**WHAT YOU HAVE TO DO:** Reproduce the entries word for word, and omit any picture you find in them.

**DATA FOR THIS TASK:**

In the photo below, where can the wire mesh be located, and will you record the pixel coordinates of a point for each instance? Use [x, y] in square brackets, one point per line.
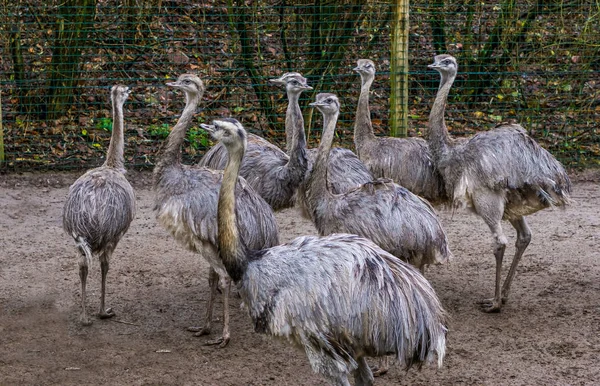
[532, 61]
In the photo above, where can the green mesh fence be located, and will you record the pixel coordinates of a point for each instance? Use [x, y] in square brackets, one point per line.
[536, 62]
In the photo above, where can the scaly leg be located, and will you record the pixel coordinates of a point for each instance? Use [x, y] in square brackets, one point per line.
[491, 208]
[523, 239]
[224, 339]
[104, 265]
[83, 270]
[213, 282]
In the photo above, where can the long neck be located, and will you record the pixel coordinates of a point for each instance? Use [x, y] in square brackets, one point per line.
[317, 186]
[114, 156]
[438, 137]
[294, 127]
[363, 129]
[232, 249]
[171, 154]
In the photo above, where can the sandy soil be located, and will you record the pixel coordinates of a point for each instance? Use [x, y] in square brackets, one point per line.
[548, 333]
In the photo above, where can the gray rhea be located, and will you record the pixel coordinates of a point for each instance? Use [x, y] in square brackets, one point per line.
[272, 173]
[397, 220]
[340, 298]
[186, 206]
[500, 174]
[100, 206]
[345, 170]
[407, 161]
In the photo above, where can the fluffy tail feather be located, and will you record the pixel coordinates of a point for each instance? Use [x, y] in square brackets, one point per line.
[84, 249]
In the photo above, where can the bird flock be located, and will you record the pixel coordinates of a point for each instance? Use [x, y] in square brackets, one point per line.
[357, 290]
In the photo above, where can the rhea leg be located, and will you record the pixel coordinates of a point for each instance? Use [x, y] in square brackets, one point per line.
[104, 265]
[83, 271]
[363, 375]
[491, 208]
[523, 239]
[224, 339]
[213, 282]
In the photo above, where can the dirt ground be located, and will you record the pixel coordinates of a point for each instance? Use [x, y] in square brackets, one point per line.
[548, 332]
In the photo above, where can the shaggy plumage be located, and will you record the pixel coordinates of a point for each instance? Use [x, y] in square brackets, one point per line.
[500, 174]
[339, 297]
[394, 218]
[407, 161]
[100, 206]
[272, 173]
[345, 170]
[186, 206]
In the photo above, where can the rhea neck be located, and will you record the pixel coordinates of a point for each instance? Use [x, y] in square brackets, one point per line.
[318, 179]
[294, 123]
[439, 140]
[363, 129]
[114, 156]
[172, 151]
[232, 249]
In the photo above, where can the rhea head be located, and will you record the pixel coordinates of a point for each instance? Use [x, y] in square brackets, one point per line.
[365, 67]
[293, 81]
[327, 103]
[444, 64]
[229, 131]
[119, 93]
[188, 83]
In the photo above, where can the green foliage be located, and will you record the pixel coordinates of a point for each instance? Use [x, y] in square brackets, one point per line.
[159, 131]
[198, 139]
[104, 124]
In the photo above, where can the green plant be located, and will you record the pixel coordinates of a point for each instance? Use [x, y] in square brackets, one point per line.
[198, 138]
[104, 124]
[161, 131]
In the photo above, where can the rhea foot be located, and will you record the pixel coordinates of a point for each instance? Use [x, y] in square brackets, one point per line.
[200, 331]
[106, 314]
[221, 341]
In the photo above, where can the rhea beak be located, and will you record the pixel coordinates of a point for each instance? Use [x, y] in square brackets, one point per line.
[209, 128]
[277, 81]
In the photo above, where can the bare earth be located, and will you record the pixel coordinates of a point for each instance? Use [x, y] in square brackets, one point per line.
[548, 332]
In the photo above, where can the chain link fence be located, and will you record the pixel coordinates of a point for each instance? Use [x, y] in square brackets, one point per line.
[536, 62]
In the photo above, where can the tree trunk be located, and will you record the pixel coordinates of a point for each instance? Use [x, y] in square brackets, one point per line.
[74, 20]
[399, 70]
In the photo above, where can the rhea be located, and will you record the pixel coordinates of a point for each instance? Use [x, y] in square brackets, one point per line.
[407, 161]
[340, 297]
[500, 174]
[344, 170]
[186, 206]
[100, 206]
[397, 220]
[272, 173]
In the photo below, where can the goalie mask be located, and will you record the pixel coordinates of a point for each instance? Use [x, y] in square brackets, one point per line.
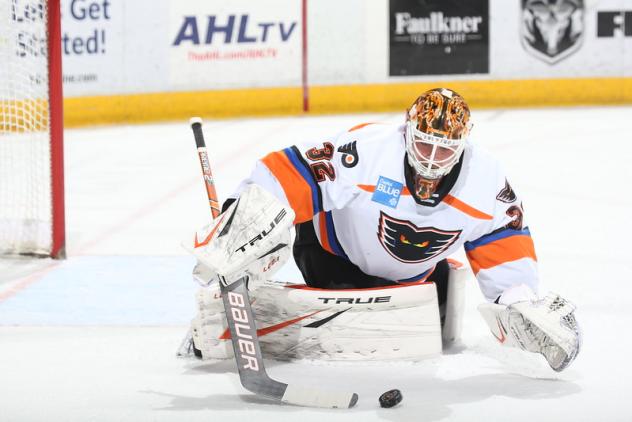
[437, 126]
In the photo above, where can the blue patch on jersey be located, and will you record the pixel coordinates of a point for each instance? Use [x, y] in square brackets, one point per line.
[387, 192]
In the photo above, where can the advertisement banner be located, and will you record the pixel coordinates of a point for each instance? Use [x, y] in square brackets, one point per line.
[438, 37]
[92, 45]
[241, 43]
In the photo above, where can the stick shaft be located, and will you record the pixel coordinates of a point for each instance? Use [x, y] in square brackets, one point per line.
[209, 182]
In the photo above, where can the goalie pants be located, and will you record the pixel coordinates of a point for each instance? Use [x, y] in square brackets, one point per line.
[324, 270]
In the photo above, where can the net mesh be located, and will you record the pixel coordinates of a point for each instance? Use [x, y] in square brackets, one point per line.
[25, 164]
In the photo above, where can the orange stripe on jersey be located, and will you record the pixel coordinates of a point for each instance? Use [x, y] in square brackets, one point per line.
[360, 126]
[371, 188]
[501, 251]
[297, 190]
[463, 207]
[324, 237]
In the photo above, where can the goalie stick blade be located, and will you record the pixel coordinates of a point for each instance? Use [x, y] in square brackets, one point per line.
[252, 373]
[305, 396]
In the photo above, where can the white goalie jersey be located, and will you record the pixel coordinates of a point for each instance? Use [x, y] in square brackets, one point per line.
[354, 189]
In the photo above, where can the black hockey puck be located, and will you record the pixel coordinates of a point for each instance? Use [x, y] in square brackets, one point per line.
[390, 398]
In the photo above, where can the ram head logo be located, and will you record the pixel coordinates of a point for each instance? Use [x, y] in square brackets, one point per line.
[552, 29]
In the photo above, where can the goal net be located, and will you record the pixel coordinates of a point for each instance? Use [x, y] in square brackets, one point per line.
[31, 146]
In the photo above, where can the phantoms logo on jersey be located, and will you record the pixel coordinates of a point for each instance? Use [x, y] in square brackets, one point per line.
[411, 244]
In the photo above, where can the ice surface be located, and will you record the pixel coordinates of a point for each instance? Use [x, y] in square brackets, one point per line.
[94, 337]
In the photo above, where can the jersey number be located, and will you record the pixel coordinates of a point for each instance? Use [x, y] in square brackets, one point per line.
[322, 169]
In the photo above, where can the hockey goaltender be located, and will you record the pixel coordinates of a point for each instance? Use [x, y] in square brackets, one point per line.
[378, 210]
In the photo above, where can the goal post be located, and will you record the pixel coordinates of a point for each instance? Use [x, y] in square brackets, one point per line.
[32, 217]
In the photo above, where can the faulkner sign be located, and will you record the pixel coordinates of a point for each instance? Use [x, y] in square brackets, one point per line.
[438, 37]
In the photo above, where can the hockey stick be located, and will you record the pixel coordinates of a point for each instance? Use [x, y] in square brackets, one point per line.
[243, 331]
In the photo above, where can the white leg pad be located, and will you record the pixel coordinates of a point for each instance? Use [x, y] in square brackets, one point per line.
[295, 322]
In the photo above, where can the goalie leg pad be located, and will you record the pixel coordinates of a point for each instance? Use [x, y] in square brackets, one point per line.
[295, 322]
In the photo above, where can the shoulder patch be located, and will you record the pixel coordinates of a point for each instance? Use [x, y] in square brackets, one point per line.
[350, 156]
[387, 192]
[506, 194]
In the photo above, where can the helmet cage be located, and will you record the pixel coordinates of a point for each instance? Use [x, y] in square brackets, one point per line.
[430, 166]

**TASK RESPONSE:**
In the photo below, where can the wire mesh be located, and will you record the pixel coordinates of a point for each instance? Use [x, y] in square brackets, one point per line.
[532, 61]
In the photo above, where can the green mesh fence be located, and will you record the pixel coordinates of a point for each instance? Use [x, y] in square brackets, one point per line.
[536, 62]
In the photo above, where can the scaly leg be located, and will you record the pixel coordinates of a point for each instance? Use [x, y] in square brackets, one point per line.
[491, 208]
[523, 239]
[224, 339]
[104, 265]
[83, 270]
[213, 282]
In the photo above, where can the long neck be located, and will you record the pixel coordinates of a point for each instance? Use [x, y] in square brackets, one point per line.
[317, 186]
[114, 156]
[438, 137]
[294, 127]
[363, 129]
[232, 249]
[171, 154]
In the photo above, where can the sandy soil be located, and will you record the pixel coordinates of a point for each instance? Use [x, y] in square brackets, one point per line.
[548, 333]
In the photo above, where can the gray rhea be located, and will you record the pixel coordinates of a point for each instance? Use [x, y] in square brackets, one point per line.
[272, 173]
[397, 220]
[340, 298]
[186, 206]
[500, 174]
[100, 206]
[345, 170]
[407, 161]
In the photo above, where can the fluffy tail feather be located, and will you record the pixel coordinates of a point for each instance? Use [x, y] in square brackets, one point per line.
[84, 249]
In the photo above, where can the bird flock be located, and will you record the pixel coordinates of a point for each instance? Use [x, y] in square brackets, one point per line.
[357, 290]
In the photo above, where can the rhea leg be located, and will you record the pixel coordinates of a point for each instance? Use [x, y] in square brackets, one point per line.
[104, 265]
[83, 271]
[363, 375]
[491, 208]
[523, 239]
[224, 339]
[213, 282]
In the photo above, where can the dirt ground be located, and will you record the pixel coordinates of a point for each instance? Use [x, y] in square brackets, one point per line.
[548, 332]
In the photo above, where can the shaggy plumage be located, and will you record the pixel coordinates of a point for each instance? Use [x, y] in square brackets, one point per line.
[500, 174]
[339, 297]
[394, 218]
[407, 161]
[100, 206]
[272, 173]
[345, 170]
[186, 206]
In the photo above, where can the rhea neck be located, and will you record the pixel coordinates of a point for each instance? Use [x, y] in square brackets, one point per line.
[318, 179]
[294, 123]
[439, 140]
[363, 129]
[114, 156]
[172, 151]
[232, 249]
In the photo above, where can the rhea head be located, and will you record the pixel coordinates of a point for each instance? Use [x, y] in square brackets, one point per line.
[365, 67]
[293, 81]
[327, 103]
[444, 64]
[229, 131]
[119, 93]
[188, 83]
In the photo above, where can the green foliage be located, and will you record the pixel coordinates of a point for each instance? Use [x, y] in square brackets, one point per line.
[159, 131]
[198, 139]
[104, 124]
In the photo above, where can the green plant be located, and will you record the pixel coordinates of a point for each instance? Use [x, y] in square brackets, one point per line.
[198, 138]
[104, 124]
[161, 131]
In the photo above, where can the rhea foot be located, and will you record the pixel coordinates of a point for each instance? Use [x, y] in square brackets, one point per line.
[200, 331]
[106, 314]
[221, 341]
In the photo above, where can the rhea beak be located, and will you record the pixel coordinates of a point for each instance? Use [x, y] in square brackets, one point per line.
[209, 128]
[277, 81]
In the photo above, where can the bare earth be located, and will you record the pixel coordinates of a point for each instance? Use [x, y] in square brackets, one point per line.
[548, 332]
In the photo above, where can the chain link fence be located, and will you record the pixel coordinates of a point for each instance? Use [x, y] in square brackets, one point per line.
[536, 62]
In the photo above, where can the tree trunk be located, and will you record the pixel coordinates of a point for each instance? Use [x, y] in square brackets, one point per line.
[74, 20]
[399, 70]
In the photo above, where can the rhea be located, and will you record the pixel coordinates of a point for each instance? Use [x, y] in square brackets, one point per line.
[407, 161]
[340, 297]
[500, 174]
[344, 170]
[186, 206]
[100, 206]
[397, 220]
[272, 173]
In the photo below, where can the goalie mask be located, and will you record the pixel coordinates of a point for each instance? Use [x, y] in square brackets, one point per line.
[437, 126]
In the photo above, where can the blue patch on jersey be located, and will you record the pixel coordinates of a point for each instance? Use [x, y] in square brackets, one point per line.
[387, 192]
In the photo above, where can the advertisement banner be located, and will you record the pixel coordinates of a point for each instance? Use [x, y] in square brackets, one point per line.
[438, 37]
[92, 45]
[241, 43]
In the photo above, where can the stick shaft be located, and will you record the pixel coordinates of a point for each instance? Use [x, y] in square brackets, one point per line.
[209, 182]
In the photo above, where can the goalie pants be located, and will you record the pixel coordinates of a point for each instance? Use [x, y] in square brackets, one point per line.
[324, 270]
In the photo above, where can the net mesh be located, and will you record the pixel coordinates of a point for each instance? Use [x, y] in square brackets, one point per line.
[25, 164]
In the photo above, where can the orange stripe on jersey be located, and will you record the pixel coordinates of a point for each instance? Use [x, y] in square brackets, one point per line.
[360, 126]
[371, 188]
[501, 251]
[297, 190]
[463, 207]
[324, 237]
In the photo above, where can the goalie stick blade be located, and will you record the pixel coordinates of a point for each instance? Use [x, y] in square brackets, one point per line.
[252, 373]
[305, 396]
In the photo above, where can the white goalie jersey be located, and will you record the pixel coordinates of a point for each instance? Use [x, y] in square brackets, one point per line.
[354, 189]
In the photo above, where can the black hockey puck be located, and will you record the pixel coordinates of a point for each instance? Use [x, y] in square brackets, one point per line.
[390, 398]
In the photo above, where can the ram head logo be located, and will you record the pixel coordinates of a point for each instance? Use [x, y] in square brackets, one point per line.
[552, 29]
In the photo above, where can the goal net be located, and will you record the pixel coordinates of a point for each instance? Use [x, y] in square brackets, one point per line.
[31, 146]
In the photo above, where can the phantoms logo on jersey be located, and will you record the pixel coordinates of a point for each instance? Use [x, y] in square brackets, one point per line.
[411, 244]
In the photo above, where can the ice surface be located, and will you record the pixel coordinates of a point for each instance? Use [x, y] in square brackets, one point per line.
[94, 337]
In the photo above, where can the jersey number be located, and will you record the pixel coordinates of a point for each instance? Use [x, y] in square brackets, one point per line.
[322, 169]
In the photo above, where can the hockey goaltender be located, and will you record the pixel coordinates of a point for each instance? Use [x, y] in square brackets, one point per line.
[378, 210]
In the photo above, where can the goal post be located, and will you record the pixel coordinates of a point for each instance? Use [x, y] in square brackets, one point per line.
[32, 217]
In the photo above, where can the faulkner sign be located, and will you record the pixel coordinates of a point for each instance? Use [x, y] in square brackets, one point per line.
[438, 37]
In the photo above, where can the hockey stick be located, and will you record the pixel coordinates of a point for each instance? Use [x, y] in square brackets, one point per line.
[243, 331]
In the photo above, where can the white leg pad be located, and will you record the pixel coordinates of a point for each instance? Use [x, y] in square brackets, one point per line.
[295, 322]
In the photo above, where can the goalie leg pad be located, and will you record the pixel coordinates of a point for each instance? Use [x, y] in square brackets, one point per line.
[295, 322]
In the photo above, where can the shoulder patch be located, and will you record the pixel coordinates of a point for each instance? Use [x, y] in square brackets, one point per line.
[350, 156]
[387, 192]
[506, 194]
In the photo above, where can the helmet cage be located, and will you record the pixel coordinates of a point for each instance? Use [x, y] in square brackets, one point per line.
[430, 166]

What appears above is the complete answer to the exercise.